### [Objective]
Find every line in the items below that contains the word "cloth", matching case exactly, and copy each of those lines.

### [Provided data]

(begin)

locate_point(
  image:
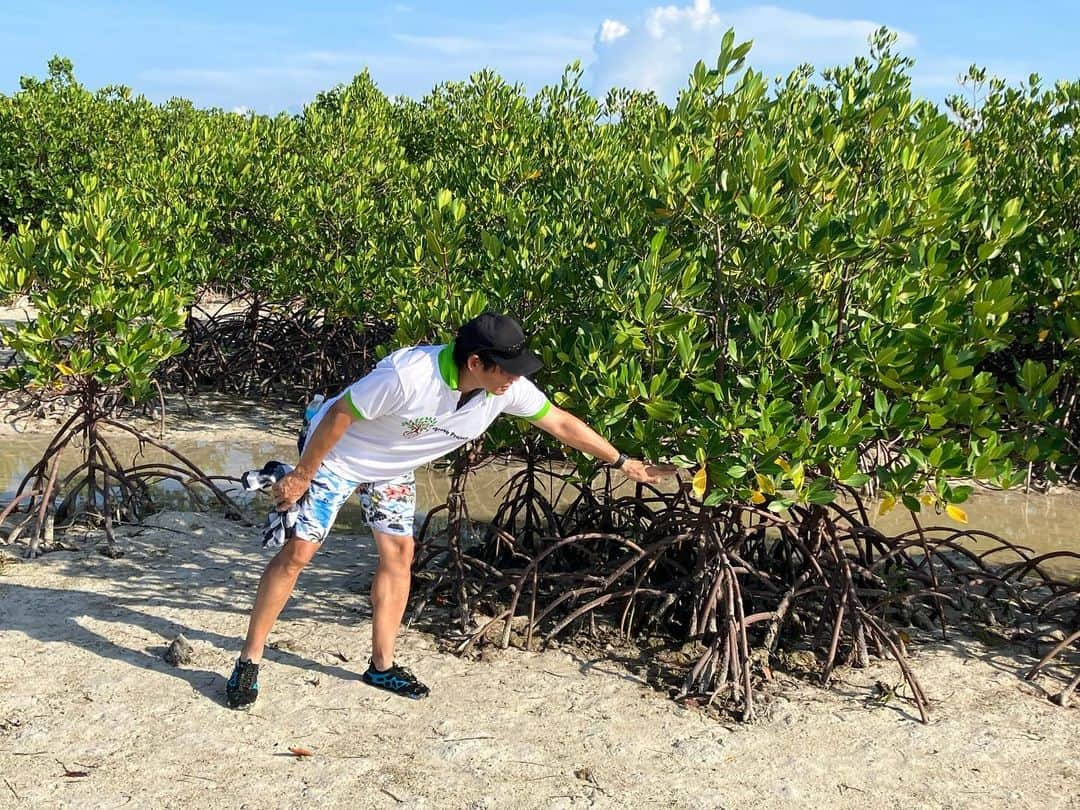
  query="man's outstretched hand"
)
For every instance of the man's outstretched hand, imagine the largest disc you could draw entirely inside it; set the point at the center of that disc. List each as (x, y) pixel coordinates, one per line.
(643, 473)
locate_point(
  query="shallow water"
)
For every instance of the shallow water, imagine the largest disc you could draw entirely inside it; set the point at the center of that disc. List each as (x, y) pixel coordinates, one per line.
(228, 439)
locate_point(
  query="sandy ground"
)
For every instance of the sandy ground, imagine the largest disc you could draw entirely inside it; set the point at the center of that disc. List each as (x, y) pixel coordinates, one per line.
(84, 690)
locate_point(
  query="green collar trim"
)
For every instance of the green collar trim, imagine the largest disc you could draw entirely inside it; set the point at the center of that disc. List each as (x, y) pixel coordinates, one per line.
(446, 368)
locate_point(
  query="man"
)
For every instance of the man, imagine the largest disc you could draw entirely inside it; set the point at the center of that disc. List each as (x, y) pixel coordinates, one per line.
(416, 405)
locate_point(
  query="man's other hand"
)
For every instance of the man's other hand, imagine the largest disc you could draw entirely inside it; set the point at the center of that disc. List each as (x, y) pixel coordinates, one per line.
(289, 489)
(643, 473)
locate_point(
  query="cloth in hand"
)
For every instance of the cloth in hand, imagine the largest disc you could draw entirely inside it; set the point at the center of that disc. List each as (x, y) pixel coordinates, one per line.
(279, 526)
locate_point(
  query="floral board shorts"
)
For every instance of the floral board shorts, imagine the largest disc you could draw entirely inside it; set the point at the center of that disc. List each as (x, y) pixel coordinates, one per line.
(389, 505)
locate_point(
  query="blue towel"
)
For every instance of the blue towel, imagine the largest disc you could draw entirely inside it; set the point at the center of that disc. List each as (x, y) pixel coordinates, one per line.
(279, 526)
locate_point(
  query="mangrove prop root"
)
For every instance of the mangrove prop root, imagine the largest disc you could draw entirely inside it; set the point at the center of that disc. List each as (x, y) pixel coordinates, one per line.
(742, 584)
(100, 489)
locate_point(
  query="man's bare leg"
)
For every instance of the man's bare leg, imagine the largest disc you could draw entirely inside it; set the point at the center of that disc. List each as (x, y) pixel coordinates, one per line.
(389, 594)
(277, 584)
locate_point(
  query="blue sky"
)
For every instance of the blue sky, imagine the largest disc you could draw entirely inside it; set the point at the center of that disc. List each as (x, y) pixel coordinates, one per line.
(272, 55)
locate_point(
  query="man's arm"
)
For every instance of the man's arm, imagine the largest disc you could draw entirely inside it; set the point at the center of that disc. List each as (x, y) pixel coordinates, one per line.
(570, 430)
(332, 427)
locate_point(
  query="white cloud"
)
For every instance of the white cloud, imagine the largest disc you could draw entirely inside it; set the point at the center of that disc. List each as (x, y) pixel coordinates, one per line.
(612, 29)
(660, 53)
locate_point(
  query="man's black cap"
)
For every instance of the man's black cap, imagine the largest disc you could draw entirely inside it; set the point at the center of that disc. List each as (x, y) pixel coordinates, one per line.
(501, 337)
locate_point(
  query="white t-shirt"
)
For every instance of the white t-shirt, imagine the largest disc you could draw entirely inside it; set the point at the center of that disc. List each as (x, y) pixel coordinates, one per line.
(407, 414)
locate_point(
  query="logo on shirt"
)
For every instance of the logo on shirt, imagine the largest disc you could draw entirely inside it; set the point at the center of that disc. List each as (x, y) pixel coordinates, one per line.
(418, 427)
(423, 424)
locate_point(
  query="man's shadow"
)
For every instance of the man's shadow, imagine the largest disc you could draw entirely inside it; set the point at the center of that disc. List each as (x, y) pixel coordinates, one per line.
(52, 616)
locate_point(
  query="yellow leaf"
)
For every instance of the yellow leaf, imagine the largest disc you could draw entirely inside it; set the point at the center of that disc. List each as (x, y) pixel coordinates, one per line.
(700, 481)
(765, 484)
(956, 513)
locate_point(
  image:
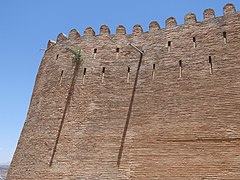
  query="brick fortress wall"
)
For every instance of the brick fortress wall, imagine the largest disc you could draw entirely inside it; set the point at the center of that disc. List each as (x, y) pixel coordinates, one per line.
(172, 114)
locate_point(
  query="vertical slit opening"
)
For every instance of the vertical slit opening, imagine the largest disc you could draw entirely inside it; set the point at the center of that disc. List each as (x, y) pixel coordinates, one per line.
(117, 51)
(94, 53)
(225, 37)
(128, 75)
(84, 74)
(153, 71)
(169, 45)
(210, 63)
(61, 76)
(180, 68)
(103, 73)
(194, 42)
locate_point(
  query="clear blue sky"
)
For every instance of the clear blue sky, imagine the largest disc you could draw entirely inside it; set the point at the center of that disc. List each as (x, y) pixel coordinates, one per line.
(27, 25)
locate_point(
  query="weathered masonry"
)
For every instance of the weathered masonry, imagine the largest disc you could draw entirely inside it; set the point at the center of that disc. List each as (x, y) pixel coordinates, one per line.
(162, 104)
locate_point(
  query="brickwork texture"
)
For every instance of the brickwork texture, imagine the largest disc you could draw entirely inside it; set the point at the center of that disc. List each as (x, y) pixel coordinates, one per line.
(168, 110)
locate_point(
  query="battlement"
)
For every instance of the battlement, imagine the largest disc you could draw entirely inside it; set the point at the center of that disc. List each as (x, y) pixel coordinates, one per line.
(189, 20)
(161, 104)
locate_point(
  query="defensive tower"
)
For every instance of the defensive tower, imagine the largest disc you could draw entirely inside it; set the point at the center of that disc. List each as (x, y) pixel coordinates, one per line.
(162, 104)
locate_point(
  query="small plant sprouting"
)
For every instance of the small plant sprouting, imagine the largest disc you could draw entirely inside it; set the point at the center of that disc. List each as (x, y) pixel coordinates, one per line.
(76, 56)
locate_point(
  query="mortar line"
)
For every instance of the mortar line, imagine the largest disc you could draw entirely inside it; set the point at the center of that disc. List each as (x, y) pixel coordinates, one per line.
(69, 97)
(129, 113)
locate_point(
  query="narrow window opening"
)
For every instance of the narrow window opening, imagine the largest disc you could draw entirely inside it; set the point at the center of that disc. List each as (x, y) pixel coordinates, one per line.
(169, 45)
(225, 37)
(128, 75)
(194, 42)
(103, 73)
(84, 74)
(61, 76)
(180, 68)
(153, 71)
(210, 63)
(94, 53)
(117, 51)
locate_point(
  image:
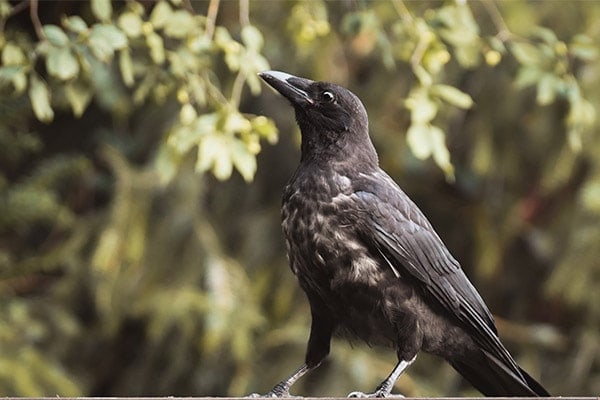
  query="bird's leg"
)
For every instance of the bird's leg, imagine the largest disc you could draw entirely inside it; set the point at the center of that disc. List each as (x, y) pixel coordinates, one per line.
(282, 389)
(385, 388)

(end)

### [Finished exercise]
  query="cloth in hand"
For every instance of the cloth in hand, imagine the largest disc you could draw entirely inside it; set the point at the center of that disc. List each as (x, y) pixel coordinates, one per line.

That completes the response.